WORK REQUIRED –
Leave out every picture, and return exactly the lines from the line containing "# test: pointer returns one pin per instance of the harvested" through the end of the records below, both inclusive.

---*---

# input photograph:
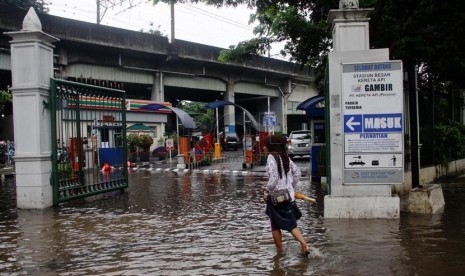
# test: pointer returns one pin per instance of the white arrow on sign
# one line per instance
(350, 123)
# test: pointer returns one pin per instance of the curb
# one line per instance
(200, 171)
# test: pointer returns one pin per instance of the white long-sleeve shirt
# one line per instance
(287, 182)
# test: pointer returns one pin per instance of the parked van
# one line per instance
(299, 143)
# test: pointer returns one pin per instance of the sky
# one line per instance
(195, 23)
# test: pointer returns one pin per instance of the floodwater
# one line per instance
(213, 224)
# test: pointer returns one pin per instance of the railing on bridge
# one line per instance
(89, 149)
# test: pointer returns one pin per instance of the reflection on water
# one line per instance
(212, 224)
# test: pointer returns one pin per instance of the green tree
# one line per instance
(39, 5)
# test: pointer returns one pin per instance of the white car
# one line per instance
(299, 143)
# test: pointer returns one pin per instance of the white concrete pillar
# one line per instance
(351, 44)
(229, 110)
(31, 70)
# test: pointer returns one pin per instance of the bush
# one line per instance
(449, 143)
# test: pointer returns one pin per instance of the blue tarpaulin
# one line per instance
(222, 103)
(309, 106)
(186, 120)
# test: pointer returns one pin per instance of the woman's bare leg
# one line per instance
(278, 240)
(298, 236)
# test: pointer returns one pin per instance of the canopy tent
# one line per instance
(139, 127)
(310, 107)
(222, 103)
(186, 120)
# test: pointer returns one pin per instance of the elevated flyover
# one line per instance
(148, 67)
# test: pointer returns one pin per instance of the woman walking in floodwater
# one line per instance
(283, 174)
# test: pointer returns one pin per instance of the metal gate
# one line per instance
(89, 149)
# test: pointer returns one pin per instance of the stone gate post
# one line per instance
(31, 70)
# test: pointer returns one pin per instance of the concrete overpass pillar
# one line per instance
(31, 70)
(229, 111)
(157, 90)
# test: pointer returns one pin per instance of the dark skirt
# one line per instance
(284, 215)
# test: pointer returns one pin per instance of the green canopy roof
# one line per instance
(139, 127)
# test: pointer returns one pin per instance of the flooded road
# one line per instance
(212, 224)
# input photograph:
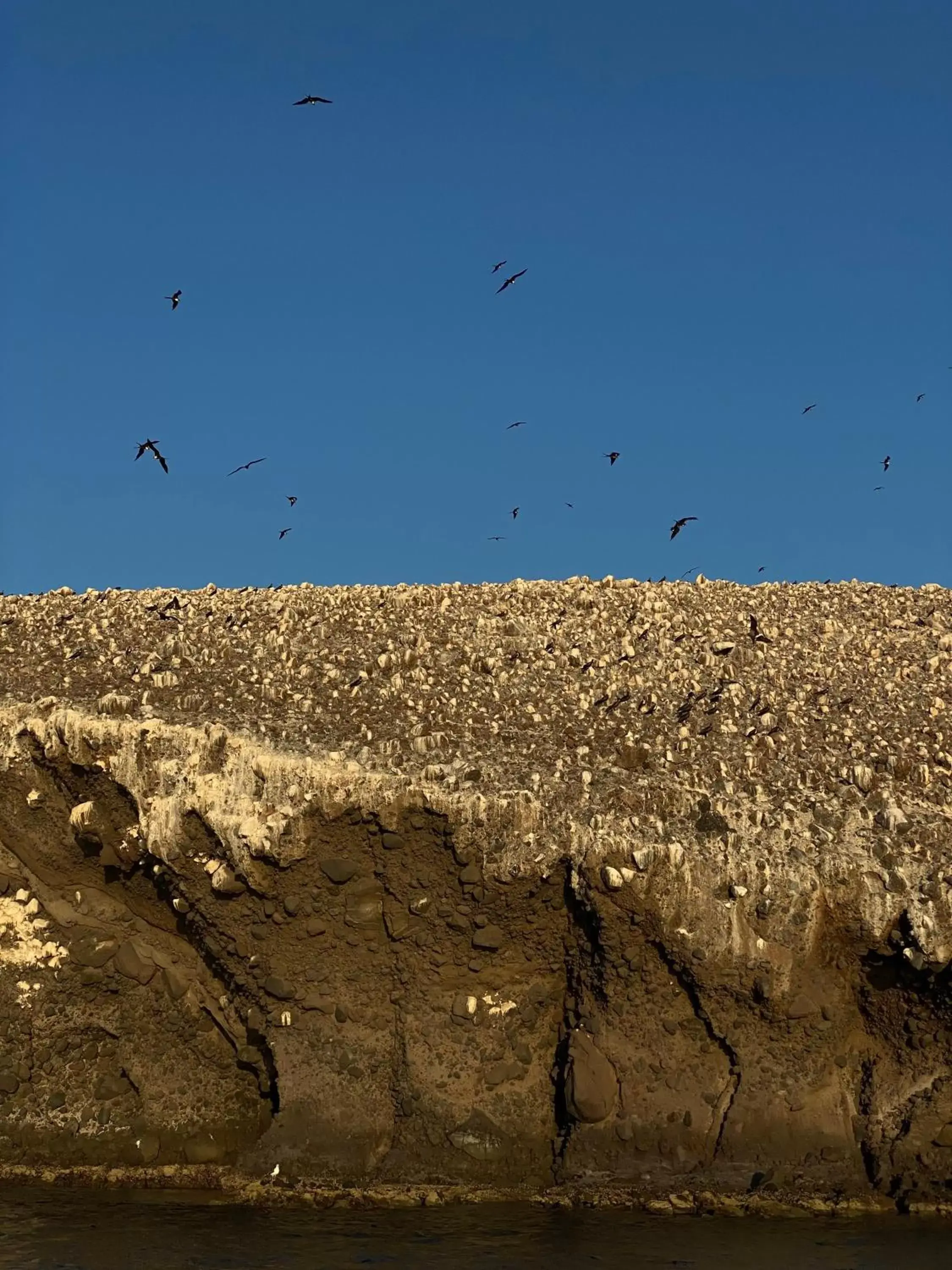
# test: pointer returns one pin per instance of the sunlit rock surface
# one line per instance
(591, 882)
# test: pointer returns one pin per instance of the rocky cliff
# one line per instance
(594, 883)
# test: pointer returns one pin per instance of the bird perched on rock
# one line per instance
(511, 281)
(680, 525)
(153, 446)
(756, 633)
(245, 467)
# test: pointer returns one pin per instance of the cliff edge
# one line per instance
(591, 883)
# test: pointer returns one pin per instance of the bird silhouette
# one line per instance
(245, 467)
(153, 446)
(680, 525)
(511, 281)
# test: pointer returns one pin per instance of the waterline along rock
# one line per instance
(509, 884)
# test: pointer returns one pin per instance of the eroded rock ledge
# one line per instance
(586, 883)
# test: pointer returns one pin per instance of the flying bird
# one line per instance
(511, 281)
(245, 467)
(154, 446)
(680, 525)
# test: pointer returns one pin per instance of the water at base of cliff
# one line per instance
(68, 1230)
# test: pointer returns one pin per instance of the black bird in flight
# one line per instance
(511, 281)
(245, 467)
(680, 525)
(154, 446)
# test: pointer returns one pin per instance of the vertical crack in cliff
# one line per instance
(690, 987)
(584, 977)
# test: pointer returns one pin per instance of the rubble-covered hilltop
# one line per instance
(582, 882)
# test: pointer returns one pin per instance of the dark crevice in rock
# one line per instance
(690, 986)
(584, 976)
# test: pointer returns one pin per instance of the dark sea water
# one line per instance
(59, 1230)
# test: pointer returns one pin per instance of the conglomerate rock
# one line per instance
(542, 882)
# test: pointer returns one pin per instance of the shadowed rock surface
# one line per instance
(586, 882)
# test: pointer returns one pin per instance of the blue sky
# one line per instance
(728, 211)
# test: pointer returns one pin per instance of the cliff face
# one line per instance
(586, 882)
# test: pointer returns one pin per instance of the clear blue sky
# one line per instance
(728, 210)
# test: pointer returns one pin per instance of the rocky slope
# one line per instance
(594, 882)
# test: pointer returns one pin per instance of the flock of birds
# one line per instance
(612, 456)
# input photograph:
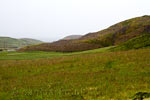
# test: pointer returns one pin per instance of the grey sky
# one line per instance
(53, 19)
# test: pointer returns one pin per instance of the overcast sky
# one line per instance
(53, 19)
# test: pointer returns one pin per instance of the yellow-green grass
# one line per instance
(95, 76)
(40, 54)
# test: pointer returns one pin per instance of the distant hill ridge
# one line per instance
(112, 36)
(8, 42)
(72, 37)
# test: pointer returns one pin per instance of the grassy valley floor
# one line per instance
(90, 75)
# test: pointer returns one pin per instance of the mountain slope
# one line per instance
(71, 37)
(114, 35)
(8, 42)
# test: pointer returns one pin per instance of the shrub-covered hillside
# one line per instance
(114, 35)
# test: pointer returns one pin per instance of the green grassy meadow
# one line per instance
(89, 75)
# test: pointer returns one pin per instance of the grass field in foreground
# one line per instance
(95, 76)
(39, 54)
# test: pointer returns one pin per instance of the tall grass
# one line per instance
(96, 76)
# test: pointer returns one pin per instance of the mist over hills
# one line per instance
(112, 36)
(8, 42)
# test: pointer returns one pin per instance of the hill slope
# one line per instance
(114, 35)
(71, 37)
(8, 42)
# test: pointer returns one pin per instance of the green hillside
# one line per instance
(142, 41)
(8, 42)
(112, 36)
(94, 75)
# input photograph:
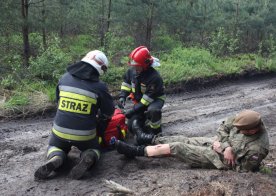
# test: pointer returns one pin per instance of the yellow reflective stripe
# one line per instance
(77, 96)
(155, 126)
(145, 102)
(73, 137)
(162, 97)
(100, 140)
(98, 153)
(125, 88)
(123, 133)
(53, 149)
(75, 106)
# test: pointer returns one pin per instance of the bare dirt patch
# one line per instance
(23, 146)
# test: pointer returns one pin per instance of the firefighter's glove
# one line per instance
(122, 102)
(130, 113)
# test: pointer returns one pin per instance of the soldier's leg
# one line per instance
(154, 116)
(198, 141)
(195, 156)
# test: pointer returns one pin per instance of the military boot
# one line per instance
(88, 158)
(141, 137)
(128, 150)
(45, 170)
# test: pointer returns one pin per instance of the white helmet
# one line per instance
(97, 59)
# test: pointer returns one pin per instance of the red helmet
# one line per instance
(140, 57)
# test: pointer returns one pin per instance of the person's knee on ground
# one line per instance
(55, 157)
(88, 159)
(149, 151)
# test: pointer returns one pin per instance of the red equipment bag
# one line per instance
(116, 129)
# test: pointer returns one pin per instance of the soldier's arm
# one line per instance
(223, 133)
(251, 161)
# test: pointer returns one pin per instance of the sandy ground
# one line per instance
(23, 146)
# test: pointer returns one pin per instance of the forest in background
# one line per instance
(192, 38)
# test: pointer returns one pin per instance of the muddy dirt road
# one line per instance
(198, 113)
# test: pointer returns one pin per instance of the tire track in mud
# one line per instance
(23, 146)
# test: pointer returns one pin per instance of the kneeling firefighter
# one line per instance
(144, 85)
(84, 109)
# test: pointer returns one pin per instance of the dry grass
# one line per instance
(38, 104)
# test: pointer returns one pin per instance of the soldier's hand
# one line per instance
(217, 147)
(130, 113)
(229, 156)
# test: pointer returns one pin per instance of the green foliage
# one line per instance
(17, 100)
(223, 43)
(114, 75)
(117, 44)
(8, 82)
(165, 42)
(266, 170)
(187, 63)
(51, 63)
(78, 46)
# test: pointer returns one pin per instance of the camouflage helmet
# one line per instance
(247, 119)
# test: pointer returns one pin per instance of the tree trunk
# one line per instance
(25, 32)
(149, 26)
(102, 33)
(44, 26)
(107, 25)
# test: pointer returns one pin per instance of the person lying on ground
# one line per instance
(241, 144)
(84, 109)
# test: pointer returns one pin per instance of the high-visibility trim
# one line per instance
(100, 140)
(155, 125)
(75, 106)
(74, 131)
(126, 88)
(163, 97)
(78, 91)
(133, 87)
(146, 100)
(98, 153)
(78, 97)
(123, 133)
(53, 149)
(126, 84)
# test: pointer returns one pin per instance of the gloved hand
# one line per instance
(130, 113)
(122, 101)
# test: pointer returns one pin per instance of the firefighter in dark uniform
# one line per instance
(84, 109)
(144, 85)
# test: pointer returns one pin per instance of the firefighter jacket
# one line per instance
(145, 87)
(80, 96)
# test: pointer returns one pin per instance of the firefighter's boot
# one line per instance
(128, 150)
(88, 158)
(141, 137)
(45, 170)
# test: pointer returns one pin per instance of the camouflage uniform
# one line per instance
(197, 151)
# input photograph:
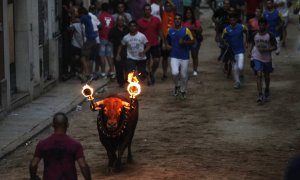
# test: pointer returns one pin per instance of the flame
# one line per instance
(87, 91)
(133, 88)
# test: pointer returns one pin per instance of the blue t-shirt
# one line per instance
(235, 37)
(273, 18)
(175, 35)
(89, 31)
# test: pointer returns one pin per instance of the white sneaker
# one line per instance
(195, 73)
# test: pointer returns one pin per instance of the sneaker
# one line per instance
(237, 85)
(195, 73)
(176, 90)
(183, 95)
(260, 99)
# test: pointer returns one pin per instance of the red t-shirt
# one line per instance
(59, 152)
(167, 21)
(252, 5)
(107, 23)
(150, 28)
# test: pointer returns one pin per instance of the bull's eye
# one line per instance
(87, 92)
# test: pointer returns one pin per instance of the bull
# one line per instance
(116, 123)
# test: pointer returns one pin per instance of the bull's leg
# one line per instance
(112, 158)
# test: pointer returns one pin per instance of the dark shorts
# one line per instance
(137, 65)
(89, 48)
(75, 51)
(262, 66)
(154, 52)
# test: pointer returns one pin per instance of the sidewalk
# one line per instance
(25, 122)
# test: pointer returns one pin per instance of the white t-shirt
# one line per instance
(135, 44)
(155, 10)
(284, 10)
(96, 23)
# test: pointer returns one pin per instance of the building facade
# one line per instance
(30, 49)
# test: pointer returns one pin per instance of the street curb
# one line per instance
(34, 131)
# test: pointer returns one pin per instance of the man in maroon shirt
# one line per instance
(150, 26)
(59, 152)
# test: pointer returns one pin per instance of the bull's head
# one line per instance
(112, 108)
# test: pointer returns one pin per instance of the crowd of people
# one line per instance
(150, 32)
(139, 35)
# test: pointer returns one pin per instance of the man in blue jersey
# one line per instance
(233, 35)
(275, 22)
(179, 39)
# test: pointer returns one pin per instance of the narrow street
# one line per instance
(217, 133)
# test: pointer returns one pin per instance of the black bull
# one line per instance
(117, 139)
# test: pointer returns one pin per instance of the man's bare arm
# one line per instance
(84, 167)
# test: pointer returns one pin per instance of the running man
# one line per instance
(274, 19)
(263, 45)
(180, 38)
(233, 35)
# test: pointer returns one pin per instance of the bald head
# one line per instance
(60, 121)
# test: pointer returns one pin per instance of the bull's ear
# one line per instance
(126, 105)
(99, 103)
(123, 113)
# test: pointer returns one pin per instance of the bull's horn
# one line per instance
(125, 104)
(98, 103)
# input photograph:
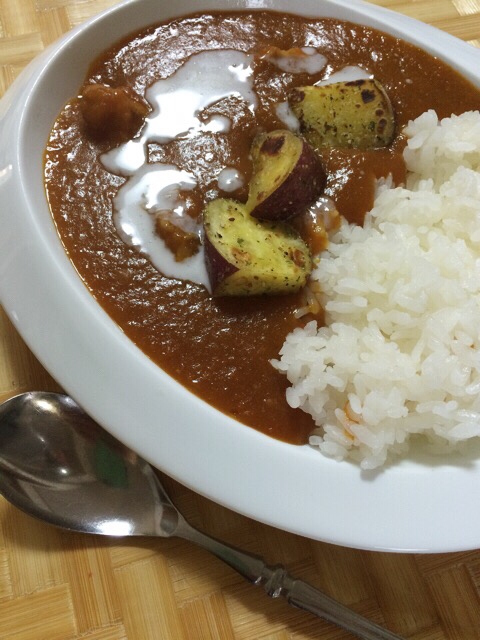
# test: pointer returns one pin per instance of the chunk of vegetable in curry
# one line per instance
(355, 114)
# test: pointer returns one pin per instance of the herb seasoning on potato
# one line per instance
(114, 194)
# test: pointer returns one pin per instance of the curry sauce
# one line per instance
(220, 348)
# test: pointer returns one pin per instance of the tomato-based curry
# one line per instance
(220, 348)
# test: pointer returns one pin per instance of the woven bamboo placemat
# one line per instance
(56, 585)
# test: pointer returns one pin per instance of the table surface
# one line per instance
(57, 585)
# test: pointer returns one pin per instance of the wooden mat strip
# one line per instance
(60, 586)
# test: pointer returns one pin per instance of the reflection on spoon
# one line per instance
(60, 466)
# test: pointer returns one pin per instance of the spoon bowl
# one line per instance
(57, 464)
(60, 466)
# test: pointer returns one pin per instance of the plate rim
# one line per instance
(29, 262)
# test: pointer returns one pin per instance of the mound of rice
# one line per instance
(399, 354)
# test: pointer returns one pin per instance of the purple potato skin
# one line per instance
(218, 268)
(304, 184)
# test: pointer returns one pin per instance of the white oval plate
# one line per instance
(415, 505)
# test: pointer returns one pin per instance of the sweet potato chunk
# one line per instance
(287, 176)
(111, 114)
(247, 257)
(344, 114)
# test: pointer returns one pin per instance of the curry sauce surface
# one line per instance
(220, 348)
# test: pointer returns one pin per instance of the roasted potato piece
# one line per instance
(287, 176)
(344, 114)
(246, 257)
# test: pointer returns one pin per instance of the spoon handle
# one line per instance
(276, 582)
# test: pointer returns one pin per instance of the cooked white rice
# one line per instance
(399, 354)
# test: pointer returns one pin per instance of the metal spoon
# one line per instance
(59, 466)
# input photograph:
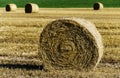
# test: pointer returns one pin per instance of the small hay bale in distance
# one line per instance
(31, 8)
(70, 44)
(11, 7)
(97, 6)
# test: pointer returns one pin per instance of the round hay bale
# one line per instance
(11, 7)
(70, 43)
(31, 8)
(98, 6)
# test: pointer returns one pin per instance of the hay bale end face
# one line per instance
(31, 8)
(11, 7)
(70, 44)
(97, 6)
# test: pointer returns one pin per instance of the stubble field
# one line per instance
(19, 42)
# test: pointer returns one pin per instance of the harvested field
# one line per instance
(20, 32)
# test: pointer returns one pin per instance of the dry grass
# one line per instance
(20, 35)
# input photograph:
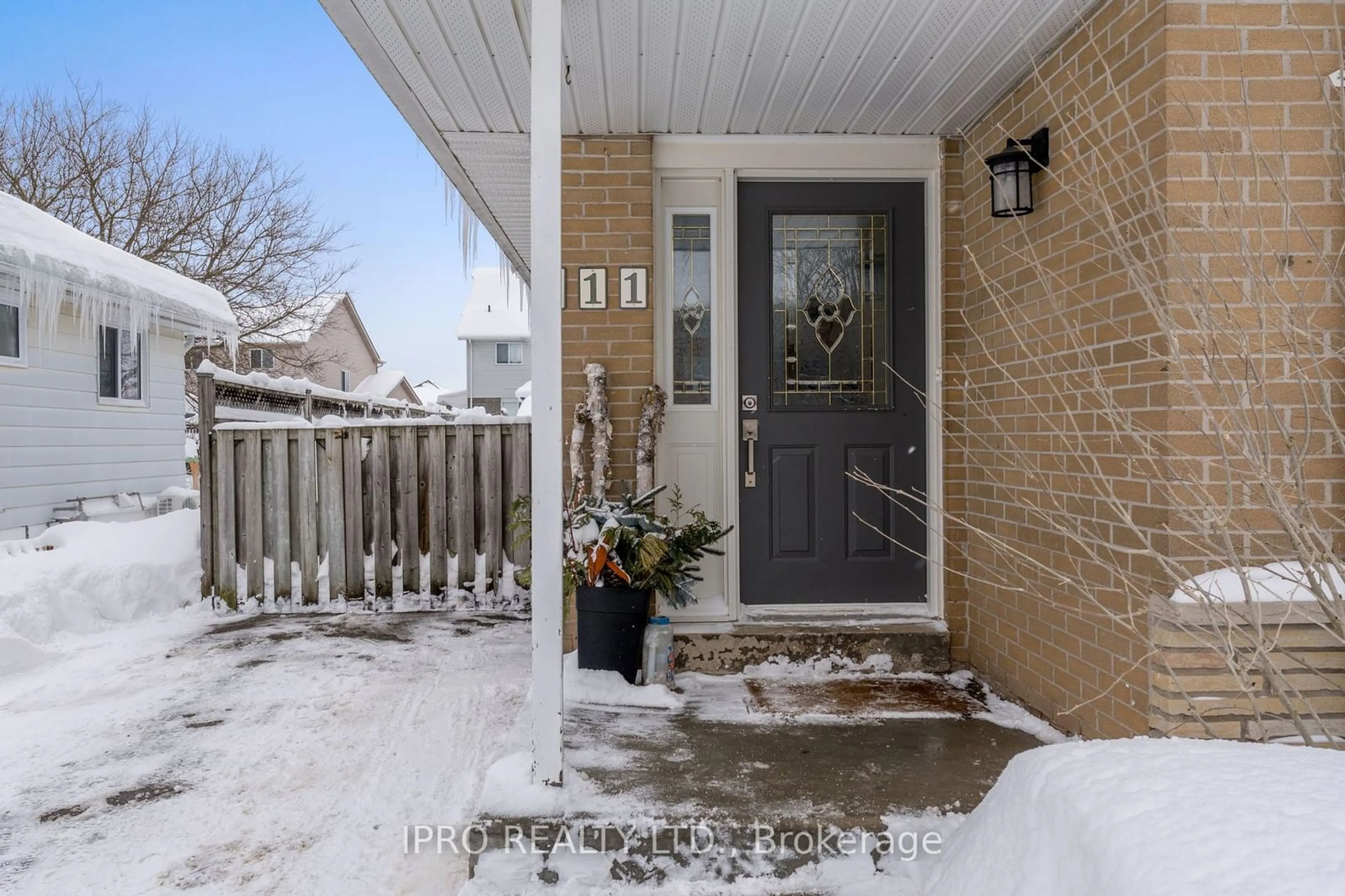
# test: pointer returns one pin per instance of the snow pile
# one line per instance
(1278, 582)
(782, 667)
(497, 307)
(381, 384)
(525, 400)
(298, 387)
(93, 576)
(599, 688)
(1156, 817)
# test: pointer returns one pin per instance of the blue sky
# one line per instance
(276, 73)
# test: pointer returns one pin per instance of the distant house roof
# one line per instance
(301, 328)
(384, 384)
(56, 262)
(497, 307)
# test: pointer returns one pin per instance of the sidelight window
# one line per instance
(692, 310)
(829, 311)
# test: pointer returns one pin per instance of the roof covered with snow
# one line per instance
(428, 392)
(57, 263)
(299, 326)
(381, 384)
(497, 307)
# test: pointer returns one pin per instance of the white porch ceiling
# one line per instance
(459, 73)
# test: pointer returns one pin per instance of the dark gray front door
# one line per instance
(832, 294)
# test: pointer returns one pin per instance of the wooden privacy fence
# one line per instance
(426, 498)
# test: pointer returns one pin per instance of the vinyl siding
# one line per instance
(489, 380)
(58, 443)
(334, 347)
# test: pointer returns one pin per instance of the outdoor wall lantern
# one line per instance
(1011, 174)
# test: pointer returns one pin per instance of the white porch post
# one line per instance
(548, 488)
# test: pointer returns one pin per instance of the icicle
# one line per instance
(653, 406)
(598, 414)
(50, 296)
(578, 434)
(467, 225)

---*---

THE RESPONSE –
# test: pointer returns one pin per instance of the harvested field
# one line per instance
(20, 32)
# test: pointer returns one pin per instance of the dry grass
# one line per instance
(20, 35)
# input photograph:
# test: pointer returns one pin per instance of the snow pile
# one line per instance
(1278, 582)
(782, 667)
(497, 307)
(381, 384)
(525, 400)
(298, 387)
(93, 576)
(599, 688)
(1156, 817)
# test: pointer returns one pin per instance of the blue sky
# one line per instance
(276, 73)
# test: pointer returns one pin per instance of the distant house roof
# one line per instance
(301, 328)
(384, 384)
(56, 262)
(497, 307)
# test: pointer returns one pin per instance of the sidelight window
# one line per instance
(692, 310)
(829, 311)
# test: pointer returns one pin per instance of the roof covered with snow
# one line per instance
(428, 392)
(57, 263)
(299, 326)
(381, 384)
(497, 307)
# test: pointer returns one pin per instance of the white porch ceiling
# one line per instance
(459, 73)
# test: pointer returns one pin per instance of the dark gray front door
# one line per instance
(832, 294)
# test: pointer returns one pin per instance of the wooden privacy fence
# one line per instance
(426, 498)
# test: pointer returns one pin per instance of the vinyl siding
# one line per instance
(489, 380)
(58, 443)
(334, 347)
# test: pointer returns one pin per instance of the outdoor wall lantern
# one line per instance
(1011, 174)
# test: pointer returns one pin per instance of the white porch post
# one line per instance
(548, 488)
# test: pointer returns one pin per instance of the icicle
# one line per instance
(653, 406)
(598, 414)
(50, 296)
(578, 434)
(467, 225)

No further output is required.